▸ **EXTRACTED ENTRIES**
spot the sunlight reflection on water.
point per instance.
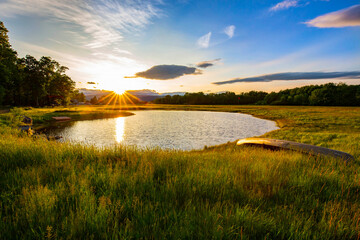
(184, 130)
(120, 129)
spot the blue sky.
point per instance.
(132, 44)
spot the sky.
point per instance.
(191, 45)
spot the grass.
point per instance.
(62, 191)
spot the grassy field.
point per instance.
(62, 191)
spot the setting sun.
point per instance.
(120, 91)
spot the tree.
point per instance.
(8, 58)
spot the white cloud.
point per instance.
(348, 17)
(104, 21)
(285, 5)
(230, 30)
(204, 41)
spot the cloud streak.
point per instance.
(105, 21)
(204, 41)
(293, 76)
(285, 5)
(167, 72)
(229, 31)
(348, 17)
(206, 64)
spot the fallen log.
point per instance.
(295, 146)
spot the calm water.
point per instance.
(166, 129)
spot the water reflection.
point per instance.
(165, 129)
(119, 129)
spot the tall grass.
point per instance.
(53, 190)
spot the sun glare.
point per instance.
(120, 91)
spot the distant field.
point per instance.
(54, 190)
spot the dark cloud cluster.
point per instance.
(206, 64)
(166, 72)
(292, 76)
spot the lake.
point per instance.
(185, 130)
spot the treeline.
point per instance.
(31, 82)
(316, 95)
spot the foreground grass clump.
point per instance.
(53, 190)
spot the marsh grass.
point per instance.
(61, 191)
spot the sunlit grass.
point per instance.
(54, 190)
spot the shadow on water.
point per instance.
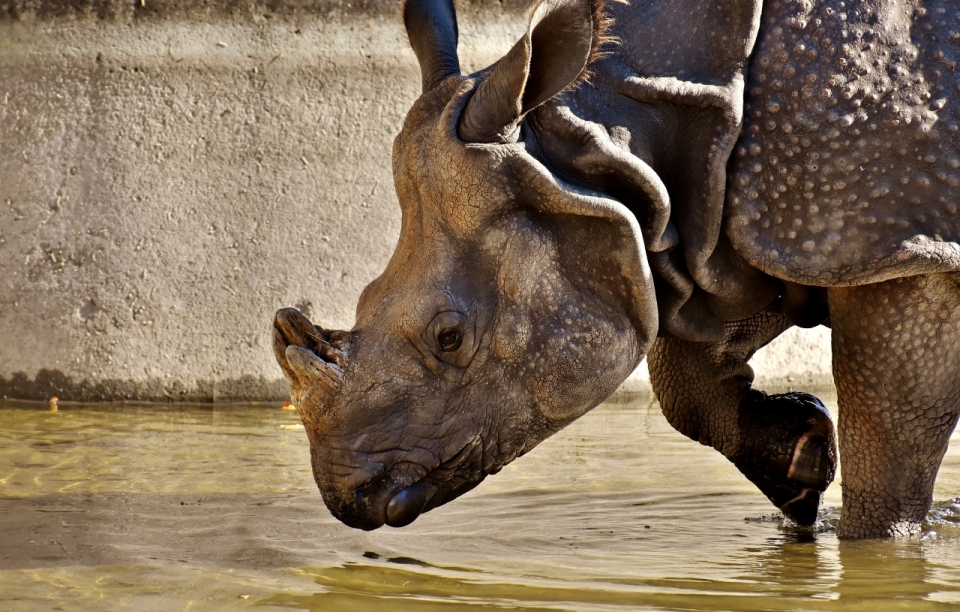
(213, 507)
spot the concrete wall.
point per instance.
(171, 173)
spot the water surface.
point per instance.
(114, 507)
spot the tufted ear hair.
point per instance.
(561, 36)
(432, 29)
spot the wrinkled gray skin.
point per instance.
(554, 234)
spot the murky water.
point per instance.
(113, 507)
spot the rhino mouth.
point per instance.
(408, 504)
(395, 500)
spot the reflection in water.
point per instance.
(108, 507)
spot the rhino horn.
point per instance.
(432, 29)
(561, 36)
(313, 359)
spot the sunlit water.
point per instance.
(214, 508)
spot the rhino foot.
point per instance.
(788, 449)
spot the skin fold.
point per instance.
(684, 180)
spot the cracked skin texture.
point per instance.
(547, 245)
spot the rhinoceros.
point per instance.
(677, 179)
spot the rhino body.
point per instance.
(726, 171)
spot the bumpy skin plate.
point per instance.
(848, 168)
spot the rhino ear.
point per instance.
(554, 51)
(432, 29)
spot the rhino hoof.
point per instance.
(788, 450)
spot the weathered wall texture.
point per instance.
(171, 173)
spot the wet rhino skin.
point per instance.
(679, 178)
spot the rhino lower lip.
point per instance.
(404, 507)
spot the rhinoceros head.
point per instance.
(514, 302)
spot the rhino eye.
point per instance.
(451, 336)
(450, 339)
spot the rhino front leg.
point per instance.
(896, 354)
(783, 443)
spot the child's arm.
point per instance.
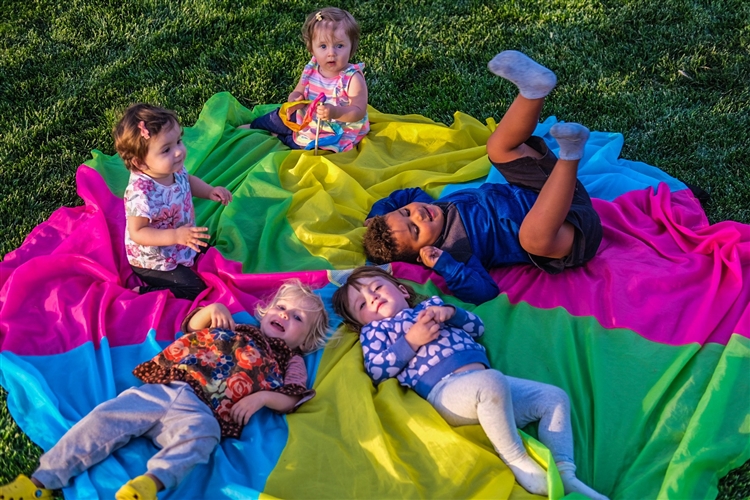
(469, 282)
(143, 234)
(250, 404)
(357, 108)
(215, 315)
(385, 359)
(202, 189)
(398, 199)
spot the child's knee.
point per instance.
(496, 384)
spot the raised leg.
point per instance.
(534, 82)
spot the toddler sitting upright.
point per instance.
(339, 120)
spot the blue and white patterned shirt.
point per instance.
(387, 353)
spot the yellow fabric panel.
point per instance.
(397, 443)
(332, 193)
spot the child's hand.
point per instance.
(219, 316)
(192, 237)
(425, 330)
(293, 97)
(429, 256)
(221, 194)
(326, 112)
(441, 314)
(247, 407)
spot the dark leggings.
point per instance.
(182, 281)
(272, 122)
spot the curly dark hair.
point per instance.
(380, 246)
(341, 295)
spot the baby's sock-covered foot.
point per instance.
(533, 80)
(23, 487)
(572, 139)
(572, 484)
(529, 474)
(140, 488)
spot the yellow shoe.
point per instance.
(23, 489)
(140, 488)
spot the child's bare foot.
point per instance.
(572, 139)
(533, 80)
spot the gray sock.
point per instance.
(572, 139)
(533, 80)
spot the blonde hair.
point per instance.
(331, 17)
(294, 290)
(138, 125)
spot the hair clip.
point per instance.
(144, 130)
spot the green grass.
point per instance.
(670, 75)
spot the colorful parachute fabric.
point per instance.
(650, 339)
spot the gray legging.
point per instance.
(489, 398)
(171, 415)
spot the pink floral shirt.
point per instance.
(166, 207)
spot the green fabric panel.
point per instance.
(253, 228)
(648, 418)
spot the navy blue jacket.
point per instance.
(492, 215)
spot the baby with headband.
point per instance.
(328, 107)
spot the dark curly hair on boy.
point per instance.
(380, 247)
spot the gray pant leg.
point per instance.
(106, 428)
(187, 435)
(480, 397)
(549, 405)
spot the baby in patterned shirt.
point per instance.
(429, 346)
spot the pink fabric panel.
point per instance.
(661, 271)
(70, 282)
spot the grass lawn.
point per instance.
(670, 75)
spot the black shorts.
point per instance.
(532, 173)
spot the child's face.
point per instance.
(415, 226)
(289, 320)
(166, 154)
(331, 48)
(375, 298)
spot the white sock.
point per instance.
(533, 80)
(572, 484)
(529, 474)
(572, 139)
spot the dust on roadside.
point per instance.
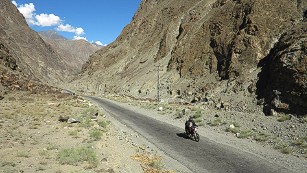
(33, 140)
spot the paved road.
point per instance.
(203, 156)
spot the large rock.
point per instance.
(201, 46)
(283, 80)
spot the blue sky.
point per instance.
(98, 21)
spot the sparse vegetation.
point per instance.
(23, 154)
(284, 117)
(215, 122)
(96, 134)
(76, 156)
(261, 137)
(74, 133)
(245, 134)
(233, 130)
(103, 124)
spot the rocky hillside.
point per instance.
(212, 51)
(73, 52)
(36, 59)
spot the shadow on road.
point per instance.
(183, 135)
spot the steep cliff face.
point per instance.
(206, 50)
(74, 53)
(283, 80)
(34, 57)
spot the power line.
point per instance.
(158, 82)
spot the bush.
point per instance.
(245, 134)
(96, 134)
(233, 130)
(103, 124)
(216, 122)
(75, 156)
(284, 118)
(261, 137)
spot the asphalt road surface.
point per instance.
(203, 156)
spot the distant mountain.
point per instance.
(209, 51)
(73, 52)
(34, 58)
(52, 35)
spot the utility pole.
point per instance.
(158, 83)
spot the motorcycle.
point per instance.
(192, 133)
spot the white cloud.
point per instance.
(100, 44)
(65, 28)
(27, 10)
(79, 38)
(47, 20)
(43, 20)
(79, 31)
(15, 3)
(69, 28)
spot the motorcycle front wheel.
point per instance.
(196, 137)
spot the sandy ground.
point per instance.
(295, 159)
(32, 139)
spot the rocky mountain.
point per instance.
(240, 52)
(73, 52)
(36, 59)
(51, 35)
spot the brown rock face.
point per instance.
(283, 80)
(74, 53)
(207, 49)
(34, 57)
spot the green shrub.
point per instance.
(233, 130)
(284, 118)
(197, 114)
(23, 154)
(261, 137)
(76, 156)
(245, 134)
(103, 124)
(216, 122)
(96, 134)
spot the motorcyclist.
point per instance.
(189, 125)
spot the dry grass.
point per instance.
(150, 163)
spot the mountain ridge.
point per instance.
(208, 51)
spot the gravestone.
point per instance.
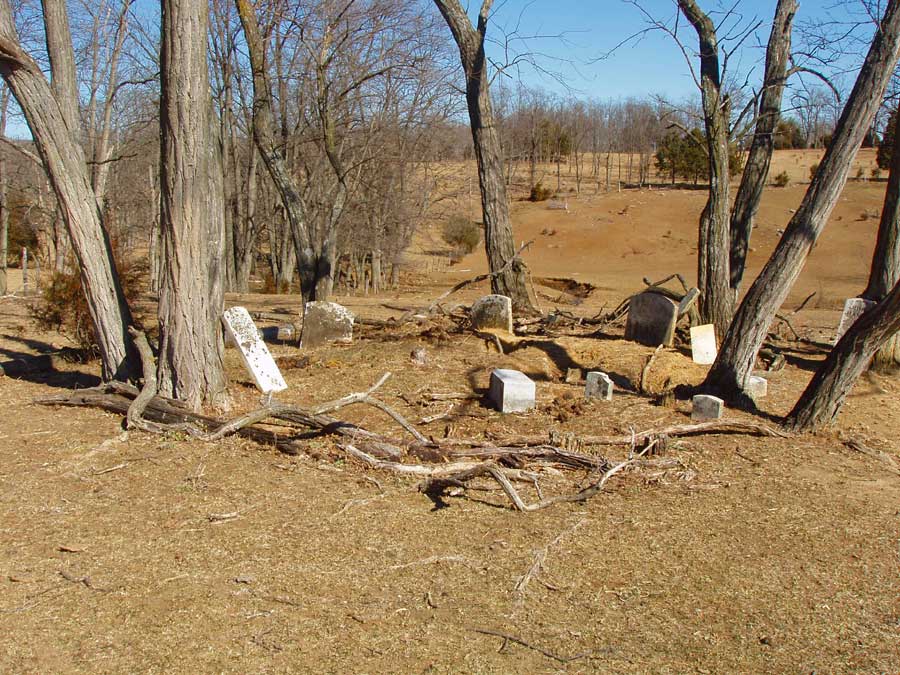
(325, 322)
(757, 387)
(492, 311)
(598, 385)
(703, 344)
(511, 391)
(256, 357)
(853, 309)
(707, 408)
(651, 320)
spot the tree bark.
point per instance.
(498, 237)
(192, 214)
(716, 299)
(821, 402)
(885, 270)
(64, 161)
(756, 170)
(739, 349)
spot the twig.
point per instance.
(519, 641)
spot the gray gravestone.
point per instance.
(853, 309)
(325, 322)
(757, 387)
(651, 320)
(492, 311)
(511, 391)
(598, 385)
(707, 408)
(254, 353)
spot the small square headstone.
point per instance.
(707, 408)
(651, 319)
(511, 391)
(757, 387)
(256, 357)
(853, 309)
(325, 322)
(598, 385)
(492, 312)
(703, 344)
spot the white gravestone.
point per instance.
(707, 408)
(242, 331)
(598, 385)
(511, 391)
(703, 344)
(853, 309)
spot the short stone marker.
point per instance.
(511, 391)
(703, 344)
(757, 387)
(651, 319)
(707, 408)
(492, 311)
(853, 309)
(325, 322)
(242, 331)
(598, 385)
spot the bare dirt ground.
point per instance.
(144, 553)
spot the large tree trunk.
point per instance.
(822, 400)
(64, 161)
(756, 171)
(191, 298)
(269, 150)
(739, 350)
(885, 270)
(716, 299)
(498, 238)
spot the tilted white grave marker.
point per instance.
(241, 329)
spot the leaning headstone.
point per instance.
(703, 344)
(242, 331)
(511, 391)
(492, 311)
(707, 408)
(757, 387)
(853, 309)
(651, 320)
(598, 385)
(325, 322)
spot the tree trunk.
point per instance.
(885, 270)
(264, 136)
(821, 402)
(756, 171)
(64, 161)
(191, 298)
(498, 238)
(716, 299)
(739, 349)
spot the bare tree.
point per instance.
(737, 355)
(191, 296)
(498, 237)
(49, 117)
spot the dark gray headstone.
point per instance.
(651, 320)
(493, 312)
(325, 322)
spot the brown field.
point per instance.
(752, 555)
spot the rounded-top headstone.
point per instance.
(492, 312)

▸ **TASK TO COMPLETE**
In the material above, which lines fall between the one holding "spot the hair clip." and the one holding "spot the bush.", inclusive? Print exactly those, with the pictures left out.

▸ **RESULT**
spot the hair clip.
point per instance.
(144, 130)
spot the green grass.
point per instance.
(670, 75)
spot the colorful parachute fabric.
point per instance.
(650, 339)
spot the gray legging.
point per instance.
(489, 398)
(171, 415)
spot the pink floral shirt.
point per instance.
(166, 207)
spot the green fabric panel.
point per instance.
(253, 228)
(648, 418)
spot the navy blue jacket.
point per instance.
(492, 215)
spot the baby with headband.
point per instance.
(328, 107)
spot the dark curly hair on boy.
point per instance.
(380, 247)
spot the gray pant leg.
point per instance.
(106, 428)
(187, 435)
(480, 397)
(549, 405)
spot the baby in patterned shirt.
point per instance.
(429, 346)
spot the pink fabric panel.
point per instance.
(661, 271)
(70, 282)
spot the grass lawn.
point per instance.
(670, 75)
spot the black shorts.
point per instance.
(532, 173)
spot the child's face.
point per instance.
(415, 226)
(289, 320)
(166, 154)
(331, 48)
(375, 298)
spot the white sock.
point per instance.
(533, 80)
(572, 484)
(529, 474)
(572, 139)
spot the dust on roadside.
point per instance.
(33, 140)
spot the paved road.
point per instance.
(203, 156)
spot the large rock.
point per instance.
(201, 46)
(283, 80)
spot the blue sky.
point per instance.
(98, 21)
spot the sparse vegetation.
point per instance.
(23, 154)
(284, 117)
(215, 122)
(96, 134)
(76, 156)
(261, 137)
(74, 133)
(245, 134)
(233, 130)
(103, 124)
spot the rocky hillside.
point per instance.
(212, 51)
(73, 52)
(36, 59)
spot the shadow on road.
point per instance.
(183, 135)
spot the steep cliff face.
point per instance.
(206, 50)
(74, 53)
(283, 80)
(34, 57)
spot the power line.
point per instance.
(158, 82)
spot the bush.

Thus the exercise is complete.